> What is required: The entries are to be returned exactly, with images left out.

• • • • • • •

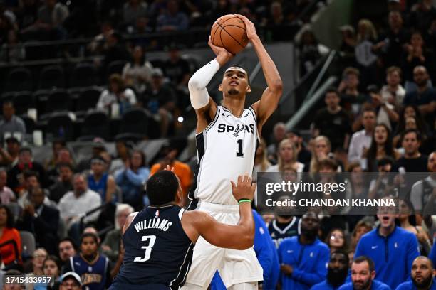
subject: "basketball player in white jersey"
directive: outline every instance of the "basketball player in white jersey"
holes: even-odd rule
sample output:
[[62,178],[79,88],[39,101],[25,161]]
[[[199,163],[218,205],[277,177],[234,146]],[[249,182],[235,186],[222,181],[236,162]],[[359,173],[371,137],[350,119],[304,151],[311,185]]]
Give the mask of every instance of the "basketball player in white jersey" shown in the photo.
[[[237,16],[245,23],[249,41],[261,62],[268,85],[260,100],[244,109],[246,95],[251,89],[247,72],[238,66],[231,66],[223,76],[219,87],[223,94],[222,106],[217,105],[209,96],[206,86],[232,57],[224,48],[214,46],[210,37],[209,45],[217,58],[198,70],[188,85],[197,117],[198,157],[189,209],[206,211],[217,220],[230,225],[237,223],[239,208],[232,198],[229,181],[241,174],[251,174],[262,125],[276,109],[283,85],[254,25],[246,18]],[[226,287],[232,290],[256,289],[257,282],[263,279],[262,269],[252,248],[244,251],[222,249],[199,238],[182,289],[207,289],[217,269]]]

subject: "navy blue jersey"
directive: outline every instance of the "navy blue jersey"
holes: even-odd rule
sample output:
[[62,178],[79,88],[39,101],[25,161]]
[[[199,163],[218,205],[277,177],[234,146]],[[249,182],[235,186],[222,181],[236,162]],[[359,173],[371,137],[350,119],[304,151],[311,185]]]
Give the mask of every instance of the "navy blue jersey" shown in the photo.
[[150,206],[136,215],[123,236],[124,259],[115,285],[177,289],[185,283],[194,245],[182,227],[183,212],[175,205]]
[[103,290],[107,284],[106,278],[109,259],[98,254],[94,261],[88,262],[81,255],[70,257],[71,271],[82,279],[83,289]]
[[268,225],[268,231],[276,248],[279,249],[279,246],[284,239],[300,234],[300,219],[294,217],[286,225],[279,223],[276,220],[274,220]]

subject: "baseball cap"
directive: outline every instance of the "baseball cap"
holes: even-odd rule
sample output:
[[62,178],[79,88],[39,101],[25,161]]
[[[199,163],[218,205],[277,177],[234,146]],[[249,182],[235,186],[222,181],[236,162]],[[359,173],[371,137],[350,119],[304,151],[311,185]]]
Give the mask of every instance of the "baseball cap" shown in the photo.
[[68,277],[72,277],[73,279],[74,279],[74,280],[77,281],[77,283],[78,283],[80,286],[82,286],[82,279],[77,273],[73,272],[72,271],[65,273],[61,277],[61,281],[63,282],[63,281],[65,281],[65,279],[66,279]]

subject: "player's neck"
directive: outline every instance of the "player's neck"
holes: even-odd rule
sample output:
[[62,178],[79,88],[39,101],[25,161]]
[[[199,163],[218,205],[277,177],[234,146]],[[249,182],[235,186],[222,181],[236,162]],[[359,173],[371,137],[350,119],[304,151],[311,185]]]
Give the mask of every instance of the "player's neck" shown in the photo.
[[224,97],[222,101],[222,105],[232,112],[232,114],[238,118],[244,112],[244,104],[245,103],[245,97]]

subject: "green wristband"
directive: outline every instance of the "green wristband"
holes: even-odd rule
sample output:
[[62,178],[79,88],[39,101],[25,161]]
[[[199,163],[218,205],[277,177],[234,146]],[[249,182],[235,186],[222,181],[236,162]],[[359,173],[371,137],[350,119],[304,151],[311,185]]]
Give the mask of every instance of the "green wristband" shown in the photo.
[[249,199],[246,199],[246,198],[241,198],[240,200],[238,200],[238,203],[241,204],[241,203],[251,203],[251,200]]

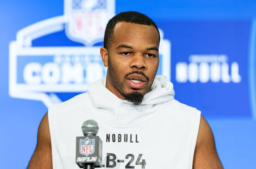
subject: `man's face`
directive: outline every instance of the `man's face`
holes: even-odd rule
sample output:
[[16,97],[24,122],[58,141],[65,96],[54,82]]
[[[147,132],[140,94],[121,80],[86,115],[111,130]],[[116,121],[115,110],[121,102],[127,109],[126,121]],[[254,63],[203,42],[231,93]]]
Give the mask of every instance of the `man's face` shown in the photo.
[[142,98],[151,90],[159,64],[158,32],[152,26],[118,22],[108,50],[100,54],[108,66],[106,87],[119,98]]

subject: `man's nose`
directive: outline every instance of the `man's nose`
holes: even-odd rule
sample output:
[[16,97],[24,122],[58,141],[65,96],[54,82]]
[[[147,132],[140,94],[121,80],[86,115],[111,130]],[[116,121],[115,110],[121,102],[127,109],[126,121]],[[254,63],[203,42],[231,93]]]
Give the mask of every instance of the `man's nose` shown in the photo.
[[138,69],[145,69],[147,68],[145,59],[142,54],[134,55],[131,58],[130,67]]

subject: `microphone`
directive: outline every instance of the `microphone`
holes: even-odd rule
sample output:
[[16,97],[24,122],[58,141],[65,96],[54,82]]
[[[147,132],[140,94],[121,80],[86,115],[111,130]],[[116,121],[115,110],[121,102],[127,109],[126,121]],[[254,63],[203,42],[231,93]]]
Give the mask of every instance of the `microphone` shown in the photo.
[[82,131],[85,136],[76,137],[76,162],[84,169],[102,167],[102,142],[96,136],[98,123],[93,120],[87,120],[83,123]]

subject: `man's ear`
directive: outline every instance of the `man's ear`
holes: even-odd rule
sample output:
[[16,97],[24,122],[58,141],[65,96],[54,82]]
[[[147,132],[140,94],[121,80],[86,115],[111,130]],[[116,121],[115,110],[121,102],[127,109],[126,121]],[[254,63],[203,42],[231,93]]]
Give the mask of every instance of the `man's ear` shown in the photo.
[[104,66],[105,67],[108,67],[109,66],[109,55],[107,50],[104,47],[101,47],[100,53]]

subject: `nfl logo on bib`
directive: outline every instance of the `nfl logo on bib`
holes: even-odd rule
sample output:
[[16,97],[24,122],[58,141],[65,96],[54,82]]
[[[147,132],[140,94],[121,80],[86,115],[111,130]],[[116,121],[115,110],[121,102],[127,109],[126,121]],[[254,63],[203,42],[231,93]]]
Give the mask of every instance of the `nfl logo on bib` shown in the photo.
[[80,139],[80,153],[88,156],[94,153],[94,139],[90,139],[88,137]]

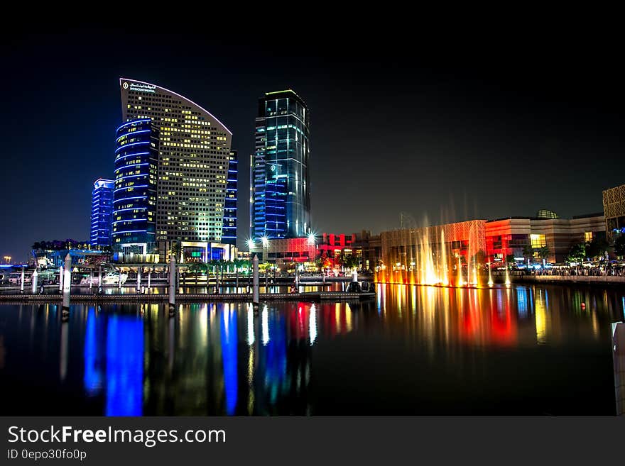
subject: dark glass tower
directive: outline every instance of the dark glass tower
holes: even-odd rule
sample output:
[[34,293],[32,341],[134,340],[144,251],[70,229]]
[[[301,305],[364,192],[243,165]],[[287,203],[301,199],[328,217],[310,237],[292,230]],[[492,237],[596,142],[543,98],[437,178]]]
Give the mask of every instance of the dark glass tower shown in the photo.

• • • • • • •

> Answer to this problem:
subject: "basketball player in white jersey"
directive: outline every instance of the "basketball player in white jersey"
holes: even-odd rule
sample output:
[[62,178],[79,88],[39,101],[25,161]]
[[[199,163],[218,205],[277,177],[234,146]],[[249,182],[235,186],[222,181],[236,162]],[[359,173],[371,137],[350,119],[304,151],[311,185]]]
Give the mask of every instance of the "basketball player in white jersey" shown in the photo.
[[[237,16],[245,23],[249,41],[261,62],[268,85],[260,100],[244,109],[246,95],[251,89],[247,72],[238,66],[231,66],[223,76],[219,87],[223,94],[222,106],[217,105],[209,96],[206,86],[232,57],[224,48],[214,46],[210,37],[209,45],[217,58],[198,70],[188,85],[197,117],[198,157],[189,209],[206,211],[217,220],[230,225],[237,223],[239,208],[232,198],[229,181],[241,174],[251,174],[262,125],[276,109],[283,85],[254,25],[246,18]],[[226,287],[232,290],[256,289],[257,282],[263,279],[262,269],[252,248],[244,251],[222,249],[199,238],[182,289],[207,289],[217,269]]]

subject: "navy blue jersey"
directive: outline every instance of the "navy blue jersey"
holes: even-odd rule
sample output:
[[62,178],[79,88],[39,101],[25,161]]
[[[199,163],[218,205],[277,177],[234,146]],[[249,182],[235,186],[222,181],[236,162]],[[359,173],[371,137],[350,119],[304,151],[311,185]]]
Give the mask of every instance of the "navy blue jersey" shown in the photo.
[[150,206],[136,215],[123,236],[124,259],[115,285],[177,289],[185,283],[194,245],[182,227],[183,212],[175,205]]
[[103,290],[107,284],[106,278],[109,259],[98,254],[94,261],[88,262],[81,255],[70,257],[71,271],[82,279],[83,289]]
[[268,225],[268,231],[276,248],[279,249],[279,246],[284,239],[300,234],[300,219],[294,217],[286,225],[279,223],[276,220],[274,220]]

subject: "baseball cap"
directive: outline every instance of the "baseball cap"
holes: even-odd rule
sample output:
[[62,178],[79,88],[39,101],[25,161]]
[[[199,163],[218,205],[277,177],[234,146]],[[249,182],[235,186],[222,181],[236,162]],[[359,173],[371,137],[350,119],[304,151],[311,185]]]
Give the mask of every instance of the "baseball cap" shown in the photo.
[[68,277],[72,277],[73,279],[74,279],[74,280],[77,281],[77,283],[78,283],[80,286],[82,286],[82,279],[77,273],[73,272],[72,271],[65,273],[61,277],[61,281],[63,282],[63,281],[65,281],[65,279],[66,279]]

subject: "player's neck"
directive: outline every instance of the "player's neck"
holes: even-odd rule
sample output:
[[62,178],[79,88],[39,101],[25,161]]
[[[199,163],[218,205],[277,177],[234,146]],[[249,182],[235,186],[222,181],[236,162]],[[359,173],[371,137],[350,119],[304,151],[311,185]]]
Give the mask of every instance of the "player's neck" shown in the photo.
[[224,97],[222,101],[222,105],[232,112],[232,114],[238,118],[244,112],[244,104],[245,103],[245,97]]

subject: "green wristband"
directive: outline every instance of the "green wristband"
holes: even-odd rule
sample output:
[[62,178],[79,88],[39,101],[25,161]]
[[[199,163],[218,205],[277,177],[234,146]],[[249,182],[235,186],[222,181],[236,162]],[[359,173],[371,137],[350,119],[304,151],[311,185]]]
Give the mask of every instance of the "green wristband" shown in the photo.
[[249,199],[246,199],[246,198],[241,198],[240,200],[238,200],[238,203],[241,204],[241,203],[251,203],[251,200]]

subject: `man's face`
directive: outline every instance of the `man's face`
holes: even-odd rule
sample output:
[[16,97],[24,122],[58,141],[65,96],[54,82]]
[[[147,132],[140,94],[121,80],[86,115],[111,130]],[[116,121],[115,110],[121,102],[127,109],[126,121]],[[254,63],[203,42],[231,93]]]
Give the mask of every instance of the `man's face` shown in the photo.
[[142,98],[151,90],[159,64],[158,32],[152,26],[118,22],[108,50],[100,54],[108,66],[106,87],[119,98]]

subject: `man's nose`
directive: outline every instance of the `man's nose`
holes: even-odd rule
sample output:
[[16,97],[24,122],[58,141],[65,96],[54,82]]
[[[147,132],[140,94],[121,80],[86,115],[111,130]],[[116,121],[115,110],[121,102],[127,109],[126,121]],[[254,63],[203,42],[231,93]]]
Give the mask of every instance of the `man's nose` shown in the photo.
[[138,69],[145,69],[147,68],[145,59],[142,54],[134,55],[131,58],[130,67]]

subject: `microphone`
directive: outline every instance of the `microphone`
holes: even-odd rule
sample output:
[[16,97],[24,122],[58,141],[65,96],[54,82]]
[[[147,132],[140,94],[121,80],[86,115],[111,130]],[[116,121],[115,110],[121,102],[127,109],[126,121]],[[254,63],[203,42],[231,93]]]
Give the mask of every instance of the `microphone` shown in the photo.
[[82,131],[85,136],[76,137],[76,162],[84,169],[102,167],[102,142],[96,136],[98,123],[93,120],[87,120],[83,123]]

subject: `man's ear`
directive: outline every instance of the `man's ear`
holes: even-odd rule
sample output:
[[16,97],[24,122],[58,141],[65,96],[54,82]]
[[[147,132],[140,94],[121,80],[86,115],[111,130]],[[116,121],[115,110],[121,102],[127,109],[126,121]],[[254,63],[203,42],[231,93]]]
Give the mask of every instance of the `man's ear` shown in the photo.
[[104,66],[105,67],[108,67],[109,66],[109,55],[107,50],[104,47],[101,47],[100,53]]

subject: `nfl logo on bib`
directive: outline every instance of the `nfl logo on bib`
holes: even-odd rule
sample output:
[[16,97],[24,122],[58,141],[65,96],[54,82]]
[[[147,132],[140,94],[121,80],[86,115],[111,130]],[[116,121],[115,110],[121,102],[127,109],[126,121]],[[254,63],[203,42],[231,93]]]
Give the mask of every instance of the `nfl logo on bib` shown in the photo.
[[80,139],[80,153],[88,156],[94,153],[94,139],[90,139],[88,137]]

subject: dark glass tower
directive: outline every instance of the dark glass tower
holes: even-odd rule
sample output:
[[34,293],[32,341],[134,340],[144,251],[70,229]]
[[[301,305],[364,192],[243,165]],[[287,203],[301,199],[328,217],[310,237],[292,230]],[[492,237],[596,142],[543,98],[437,178]]]
Give the mask of every instance of the dark glass tower shown in the photo.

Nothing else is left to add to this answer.